Copy the lines verbatim, beginning with the line that contains "Target: purple-blue flower" and continuing through the end of the data, and only those lines.

----

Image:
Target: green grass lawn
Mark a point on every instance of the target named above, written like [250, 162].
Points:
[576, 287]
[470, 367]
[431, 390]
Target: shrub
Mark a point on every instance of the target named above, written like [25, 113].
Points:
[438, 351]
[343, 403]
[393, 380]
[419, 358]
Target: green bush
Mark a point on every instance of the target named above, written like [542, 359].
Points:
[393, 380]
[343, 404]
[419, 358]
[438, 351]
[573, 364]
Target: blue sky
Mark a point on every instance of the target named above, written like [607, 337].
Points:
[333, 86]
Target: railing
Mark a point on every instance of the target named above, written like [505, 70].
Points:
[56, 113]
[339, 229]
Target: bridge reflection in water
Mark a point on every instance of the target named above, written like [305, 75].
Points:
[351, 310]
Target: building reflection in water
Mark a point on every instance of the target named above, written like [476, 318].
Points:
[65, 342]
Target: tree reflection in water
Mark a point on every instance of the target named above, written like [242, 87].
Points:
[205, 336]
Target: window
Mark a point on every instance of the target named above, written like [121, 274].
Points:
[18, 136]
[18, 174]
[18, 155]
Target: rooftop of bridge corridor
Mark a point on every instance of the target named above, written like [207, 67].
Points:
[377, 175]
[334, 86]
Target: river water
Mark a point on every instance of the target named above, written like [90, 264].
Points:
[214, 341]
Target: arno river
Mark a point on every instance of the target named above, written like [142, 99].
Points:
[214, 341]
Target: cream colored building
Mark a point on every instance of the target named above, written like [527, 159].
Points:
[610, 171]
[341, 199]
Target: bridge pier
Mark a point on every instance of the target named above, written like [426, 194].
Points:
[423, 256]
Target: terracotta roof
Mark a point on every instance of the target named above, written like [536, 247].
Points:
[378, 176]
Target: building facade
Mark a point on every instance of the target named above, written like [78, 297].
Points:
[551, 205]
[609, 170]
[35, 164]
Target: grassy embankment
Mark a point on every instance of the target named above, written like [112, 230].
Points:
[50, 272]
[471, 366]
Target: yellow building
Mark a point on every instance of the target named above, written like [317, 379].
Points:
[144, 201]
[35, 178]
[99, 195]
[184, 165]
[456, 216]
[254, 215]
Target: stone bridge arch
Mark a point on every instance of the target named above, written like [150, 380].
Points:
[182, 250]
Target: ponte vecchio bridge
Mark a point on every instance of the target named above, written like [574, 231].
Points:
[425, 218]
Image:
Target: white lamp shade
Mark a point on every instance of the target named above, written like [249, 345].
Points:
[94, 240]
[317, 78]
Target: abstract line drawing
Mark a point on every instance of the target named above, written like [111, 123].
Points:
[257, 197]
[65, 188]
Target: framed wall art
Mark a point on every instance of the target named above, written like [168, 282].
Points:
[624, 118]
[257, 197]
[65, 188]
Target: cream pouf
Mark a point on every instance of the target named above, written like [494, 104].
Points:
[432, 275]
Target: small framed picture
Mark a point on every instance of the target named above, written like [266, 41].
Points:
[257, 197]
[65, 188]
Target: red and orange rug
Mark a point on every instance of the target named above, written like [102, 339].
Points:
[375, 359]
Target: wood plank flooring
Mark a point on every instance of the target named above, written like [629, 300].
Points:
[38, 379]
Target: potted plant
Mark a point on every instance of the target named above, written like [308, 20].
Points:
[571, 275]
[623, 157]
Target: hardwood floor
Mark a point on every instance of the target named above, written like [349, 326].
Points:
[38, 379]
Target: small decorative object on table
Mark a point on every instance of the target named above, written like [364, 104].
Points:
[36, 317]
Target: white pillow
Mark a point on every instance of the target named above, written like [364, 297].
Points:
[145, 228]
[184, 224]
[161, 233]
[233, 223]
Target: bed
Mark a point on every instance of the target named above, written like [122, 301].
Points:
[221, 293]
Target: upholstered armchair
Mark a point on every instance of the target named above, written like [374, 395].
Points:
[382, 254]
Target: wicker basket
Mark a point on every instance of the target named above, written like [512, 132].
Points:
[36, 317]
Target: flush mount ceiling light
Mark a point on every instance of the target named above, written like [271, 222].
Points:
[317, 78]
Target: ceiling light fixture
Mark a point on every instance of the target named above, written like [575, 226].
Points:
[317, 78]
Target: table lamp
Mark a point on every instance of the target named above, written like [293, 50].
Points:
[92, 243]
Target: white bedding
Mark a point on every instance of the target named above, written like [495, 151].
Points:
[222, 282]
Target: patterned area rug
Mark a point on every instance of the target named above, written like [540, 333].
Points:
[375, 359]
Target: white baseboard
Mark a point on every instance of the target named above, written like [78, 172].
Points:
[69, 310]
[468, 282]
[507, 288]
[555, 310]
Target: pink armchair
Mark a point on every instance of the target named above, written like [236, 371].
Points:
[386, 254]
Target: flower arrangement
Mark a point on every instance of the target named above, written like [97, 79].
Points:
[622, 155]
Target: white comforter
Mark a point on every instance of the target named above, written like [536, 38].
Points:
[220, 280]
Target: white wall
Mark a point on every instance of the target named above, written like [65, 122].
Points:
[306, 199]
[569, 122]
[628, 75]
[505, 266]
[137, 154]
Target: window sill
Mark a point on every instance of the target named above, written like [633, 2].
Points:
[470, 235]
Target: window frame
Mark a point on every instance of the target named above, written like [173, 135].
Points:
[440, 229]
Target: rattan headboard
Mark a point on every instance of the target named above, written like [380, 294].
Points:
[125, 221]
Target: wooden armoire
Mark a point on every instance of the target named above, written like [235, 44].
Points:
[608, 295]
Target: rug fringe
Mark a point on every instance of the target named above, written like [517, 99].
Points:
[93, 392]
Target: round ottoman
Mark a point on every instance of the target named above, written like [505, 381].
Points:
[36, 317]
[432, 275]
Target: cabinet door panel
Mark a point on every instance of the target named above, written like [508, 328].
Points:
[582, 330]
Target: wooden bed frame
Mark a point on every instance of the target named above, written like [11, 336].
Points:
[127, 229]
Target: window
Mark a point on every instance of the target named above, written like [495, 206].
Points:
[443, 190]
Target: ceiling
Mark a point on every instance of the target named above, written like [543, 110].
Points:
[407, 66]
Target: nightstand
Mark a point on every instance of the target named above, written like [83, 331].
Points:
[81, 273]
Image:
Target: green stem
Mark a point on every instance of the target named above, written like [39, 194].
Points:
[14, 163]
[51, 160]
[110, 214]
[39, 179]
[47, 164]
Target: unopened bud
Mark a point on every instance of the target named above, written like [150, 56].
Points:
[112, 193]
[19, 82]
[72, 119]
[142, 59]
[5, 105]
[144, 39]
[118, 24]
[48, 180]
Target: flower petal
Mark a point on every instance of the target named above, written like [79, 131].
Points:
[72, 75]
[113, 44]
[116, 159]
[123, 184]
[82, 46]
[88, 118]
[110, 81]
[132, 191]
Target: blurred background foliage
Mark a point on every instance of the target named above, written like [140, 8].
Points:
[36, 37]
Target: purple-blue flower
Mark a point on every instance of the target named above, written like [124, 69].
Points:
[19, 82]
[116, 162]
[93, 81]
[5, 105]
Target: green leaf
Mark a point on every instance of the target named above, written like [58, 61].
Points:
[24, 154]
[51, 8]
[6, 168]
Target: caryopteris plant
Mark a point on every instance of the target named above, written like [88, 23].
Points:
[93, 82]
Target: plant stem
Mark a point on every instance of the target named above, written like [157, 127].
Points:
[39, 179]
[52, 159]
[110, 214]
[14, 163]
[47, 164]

----

▶ **Reply to the task**
Target: purple-blue flower
Mark a point on every instance of the target named above, written like [124, 69].
Points:
[19, 82]
[116, 162]
[93, 81]
[5, 105]
Target: green leaf
Mark a point on every instance of the target named above, written like [58, 61].
Points:
[24, 154]
[51, 8]
[6, 168]
Target: caryopteris plant
Mark a point on every instance of the target named above, written like [88, 23].
Points:
[93, 82]
Target: plant stem
Mark a point on every instance of the target named above, written like [157, 127].
Points:
[39, 179]
[52, 159]
[110, 214]
[14, 163]
[47, 164]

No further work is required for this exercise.